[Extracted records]
◆ ◆ ◆ ◆ ◆ ◆ ◆

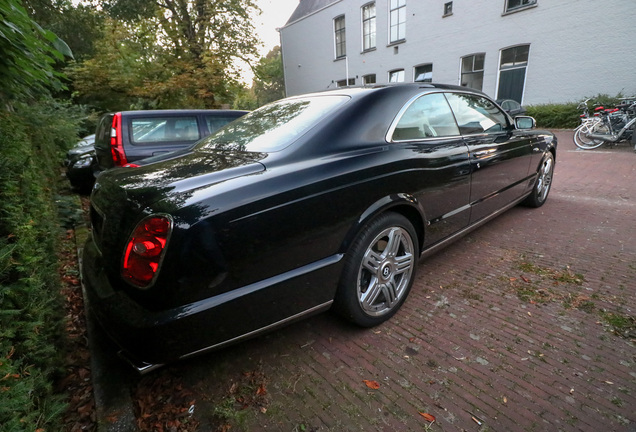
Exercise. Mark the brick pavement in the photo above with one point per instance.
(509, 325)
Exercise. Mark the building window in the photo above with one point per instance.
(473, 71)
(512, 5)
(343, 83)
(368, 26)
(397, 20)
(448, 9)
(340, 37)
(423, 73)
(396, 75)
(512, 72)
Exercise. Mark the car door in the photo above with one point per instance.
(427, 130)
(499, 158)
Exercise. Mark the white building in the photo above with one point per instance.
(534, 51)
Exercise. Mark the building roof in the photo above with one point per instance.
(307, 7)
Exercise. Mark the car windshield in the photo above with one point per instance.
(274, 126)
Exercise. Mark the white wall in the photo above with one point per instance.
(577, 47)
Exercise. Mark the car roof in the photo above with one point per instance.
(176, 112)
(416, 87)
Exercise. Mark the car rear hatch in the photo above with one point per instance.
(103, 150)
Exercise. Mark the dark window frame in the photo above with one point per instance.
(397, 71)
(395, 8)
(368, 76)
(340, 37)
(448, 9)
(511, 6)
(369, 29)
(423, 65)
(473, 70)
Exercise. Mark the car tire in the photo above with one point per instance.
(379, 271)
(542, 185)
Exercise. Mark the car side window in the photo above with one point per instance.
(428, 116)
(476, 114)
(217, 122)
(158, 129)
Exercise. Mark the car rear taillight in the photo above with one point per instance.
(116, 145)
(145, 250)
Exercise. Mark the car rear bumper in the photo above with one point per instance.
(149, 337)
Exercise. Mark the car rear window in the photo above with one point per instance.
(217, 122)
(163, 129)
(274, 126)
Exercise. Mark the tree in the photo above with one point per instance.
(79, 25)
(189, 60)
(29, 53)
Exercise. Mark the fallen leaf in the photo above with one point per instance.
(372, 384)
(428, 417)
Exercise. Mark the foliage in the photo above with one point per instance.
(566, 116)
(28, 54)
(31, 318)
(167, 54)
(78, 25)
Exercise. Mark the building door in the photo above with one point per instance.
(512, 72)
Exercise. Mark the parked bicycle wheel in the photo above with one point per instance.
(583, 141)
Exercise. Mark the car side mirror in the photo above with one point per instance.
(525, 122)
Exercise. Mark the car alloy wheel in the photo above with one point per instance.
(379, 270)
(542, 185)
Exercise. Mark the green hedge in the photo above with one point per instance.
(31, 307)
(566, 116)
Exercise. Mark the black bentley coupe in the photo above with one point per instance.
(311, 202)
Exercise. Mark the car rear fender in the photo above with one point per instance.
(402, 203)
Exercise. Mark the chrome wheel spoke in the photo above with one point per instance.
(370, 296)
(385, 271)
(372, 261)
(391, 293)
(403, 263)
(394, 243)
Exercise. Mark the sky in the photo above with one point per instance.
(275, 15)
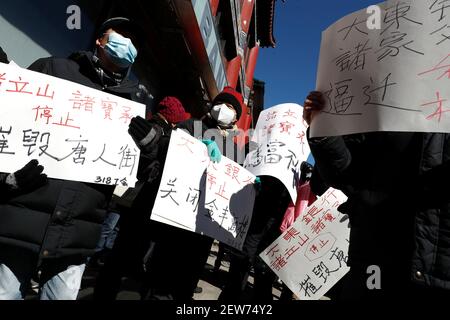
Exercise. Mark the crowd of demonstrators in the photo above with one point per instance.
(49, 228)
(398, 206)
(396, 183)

◆ ◆ ◆ ◆ ◆ ◆ ◆

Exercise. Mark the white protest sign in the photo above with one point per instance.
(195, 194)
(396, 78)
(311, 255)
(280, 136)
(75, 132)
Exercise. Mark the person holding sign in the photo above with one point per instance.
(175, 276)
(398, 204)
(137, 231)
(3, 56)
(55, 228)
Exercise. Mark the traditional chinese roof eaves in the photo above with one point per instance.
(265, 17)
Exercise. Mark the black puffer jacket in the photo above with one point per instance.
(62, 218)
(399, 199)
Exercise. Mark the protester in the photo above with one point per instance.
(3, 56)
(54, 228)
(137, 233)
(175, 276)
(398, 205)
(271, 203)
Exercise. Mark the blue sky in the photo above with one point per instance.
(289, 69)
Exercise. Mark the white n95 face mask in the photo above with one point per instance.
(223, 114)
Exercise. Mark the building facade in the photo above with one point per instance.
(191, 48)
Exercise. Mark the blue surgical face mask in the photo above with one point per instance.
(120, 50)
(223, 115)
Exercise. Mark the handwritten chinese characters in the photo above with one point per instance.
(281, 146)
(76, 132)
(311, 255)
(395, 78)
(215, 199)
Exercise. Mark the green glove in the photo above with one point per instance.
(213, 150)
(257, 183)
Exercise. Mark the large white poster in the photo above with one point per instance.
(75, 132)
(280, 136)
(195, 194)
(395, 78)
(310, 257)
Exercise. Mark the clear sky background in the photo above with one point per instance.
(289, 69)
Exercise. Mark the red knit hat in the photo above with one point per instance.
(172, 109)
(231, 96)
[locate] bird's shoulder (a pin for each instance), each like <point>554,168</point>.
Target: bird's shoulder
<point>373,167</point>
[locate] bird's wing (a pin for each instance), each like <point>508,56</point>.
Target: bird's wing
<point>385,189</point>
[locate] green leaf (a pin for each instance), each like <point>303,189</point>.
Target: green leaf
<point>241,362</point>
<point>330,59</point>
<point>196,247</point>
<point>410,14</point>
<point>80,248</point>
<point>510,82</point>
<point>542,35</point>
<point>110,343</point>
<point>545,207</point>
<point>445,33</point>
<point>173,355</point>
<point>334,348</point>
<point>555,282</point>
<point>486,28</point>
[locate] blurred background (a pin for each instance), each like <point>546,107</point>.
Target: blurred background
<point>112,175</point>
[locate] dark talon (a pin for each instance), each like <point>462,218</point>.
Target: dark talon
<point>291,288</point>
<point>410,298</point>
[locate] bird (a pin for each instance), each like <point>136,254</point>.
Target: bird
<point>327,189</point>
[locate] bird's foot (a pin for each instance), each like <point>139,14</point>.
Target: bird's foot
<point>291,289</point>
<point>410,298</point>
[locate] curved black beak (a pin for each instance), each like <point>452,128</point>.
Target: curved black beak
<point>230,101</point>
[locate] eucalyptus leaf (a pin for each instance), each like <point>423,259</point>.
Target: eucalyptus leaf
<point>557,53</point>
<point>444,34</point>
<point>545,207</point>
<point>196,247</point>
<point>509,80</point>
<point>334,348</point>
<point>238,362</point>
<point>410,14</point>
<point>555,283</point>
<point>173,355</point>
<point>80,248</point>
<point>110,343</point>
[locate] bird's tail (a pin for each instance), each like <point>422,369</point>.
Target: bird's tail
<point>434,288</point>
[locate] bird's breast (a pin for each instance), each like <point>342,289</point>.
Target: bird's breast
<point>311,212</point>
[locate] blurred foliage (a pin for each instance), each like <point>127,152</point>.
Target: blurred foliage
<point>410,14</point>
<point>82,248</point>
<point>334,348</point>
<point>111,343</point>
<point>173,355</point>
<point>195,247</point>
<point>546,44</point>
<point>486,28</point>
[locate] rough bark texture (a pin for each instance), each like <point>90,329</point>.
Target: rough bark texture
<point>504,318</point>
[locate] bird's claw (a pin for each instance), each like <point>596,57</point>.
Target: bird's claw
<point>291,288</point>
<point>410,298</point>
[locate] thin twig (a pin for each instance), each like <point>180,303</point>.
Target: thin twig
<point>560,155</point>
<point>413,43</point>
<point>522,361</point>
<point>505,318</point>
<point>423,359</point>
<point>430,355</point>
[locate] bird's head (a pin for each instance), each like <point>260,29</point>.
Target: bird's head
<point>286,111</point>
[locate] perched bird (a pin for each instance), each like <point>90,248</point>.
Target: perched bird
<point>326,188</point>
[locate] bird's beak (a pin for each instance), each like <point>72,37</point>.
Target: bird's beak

◆ ◆ ◆ ◆ ◆ ◆ ◆

What the task requires
From the records above, copy only the lines starting with the line that holds "[locate] thin twig" and going on through the line that holds "[locate] perched bird", exactly as written.

Written response
[locate] thin twig (a pin for each instance), each like <point>180,303</point>.
Target: thin twig
<point>560,155</point>
<point>413,43</point>
<point>522,361</point>
<point>505,318</point>
<point>423,359</point>
<point>430,355</point>
[locate] bird's head (a pin for each instance), each like <point>260,29</point>.
Target: bird's head
<point>286,111</point>
[locate] perched bird (a pin for each instance), each like <point>90,248</point>.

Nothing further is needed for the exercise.